-- START OF Page text --

# Sig P226 Tac Ops just aquired!



## TAPnRACK (Jan 30, 2013)

After several months of looking, I found one locally and didn't spend $1,300-$1,600 (online prices) to get it either!

Comes with 4 (20 rd) mags, Sig sights (fiber optic front), extended beavertail, flared magwell grip, tac rail and the SRT (Short Reset Trigger) as a standard features. To say the trigger is smooth and breaks like glass is an understatement. Don't even get me started on how amazingly short the SRT feature is, lol. Taking it to a steel/moving target course this weekend to break her in.

Some pics (of course)










Close up










Fiber optic front sight










Extended beavertail for a great grip as high as possible.


----------



## Ricky59 (Dec 21, 2011)

Nice... and with 4. 20 round magazines your ammo consumption is guaranteed to go up...

I have 6 mags for my Glock 19.. couple 100 rnd range time goes pretty quick..

-- END OF Page text --
-- START OF Records supplied --

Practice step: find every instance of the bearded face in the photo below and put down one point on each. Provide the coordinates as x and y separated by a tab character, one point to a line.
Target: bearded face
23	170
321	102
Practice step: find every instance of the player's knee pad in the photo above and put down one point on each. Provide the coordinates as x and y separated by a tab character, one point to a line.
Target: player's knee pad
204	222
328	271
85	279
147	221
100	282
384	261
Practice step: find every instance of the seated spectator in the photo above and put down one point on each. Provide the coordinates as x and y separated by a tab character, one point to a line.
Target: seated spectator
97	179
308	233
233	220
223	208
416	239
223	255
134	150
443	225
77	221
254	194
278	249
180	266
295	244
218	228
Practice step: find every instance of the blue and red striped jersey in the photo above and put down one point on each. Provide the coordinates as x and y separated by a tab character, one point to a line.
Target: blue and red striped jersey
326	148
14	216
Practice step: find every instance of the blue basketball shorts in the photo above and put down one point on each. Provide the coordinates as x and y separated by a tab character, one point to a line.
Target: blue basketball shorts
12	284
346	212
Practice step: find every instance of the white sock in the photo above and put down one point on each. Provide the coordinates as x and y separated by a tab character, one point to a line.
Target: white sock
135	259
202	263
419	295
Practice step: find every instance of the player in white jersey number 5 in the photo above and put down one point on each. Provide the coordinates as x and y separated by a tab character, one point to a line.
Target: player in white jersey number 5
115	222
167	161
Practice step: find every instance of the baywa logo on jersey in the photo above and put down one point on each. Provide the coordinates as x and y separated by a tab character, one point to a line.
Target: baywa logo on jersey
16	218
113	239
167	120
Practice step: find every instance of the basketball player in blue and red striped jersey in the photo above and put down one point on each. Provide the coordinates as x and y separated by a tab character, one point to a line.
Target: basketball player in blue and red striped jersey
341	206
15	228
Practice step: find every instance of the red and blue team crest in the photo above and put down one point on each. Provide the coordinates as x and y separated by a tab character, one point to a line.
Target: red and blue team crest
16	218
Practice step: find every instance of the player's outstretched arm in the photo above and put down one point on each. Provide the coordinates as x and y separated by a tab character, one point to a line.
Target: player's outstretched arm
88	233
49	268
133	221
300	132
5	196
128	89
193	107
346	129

-- END OF Records supplied --

#### Objective
List each item the forum thread says comes with the Sig P226 Tac Ops. Work from the forum thread only.

#### Response
- 4 (20 rd) mags
- Sig sights (fiber optic front)
- Extended beavertail
- Flared magwell grip
- Tac rail
- SRT (Short Reset Trigger)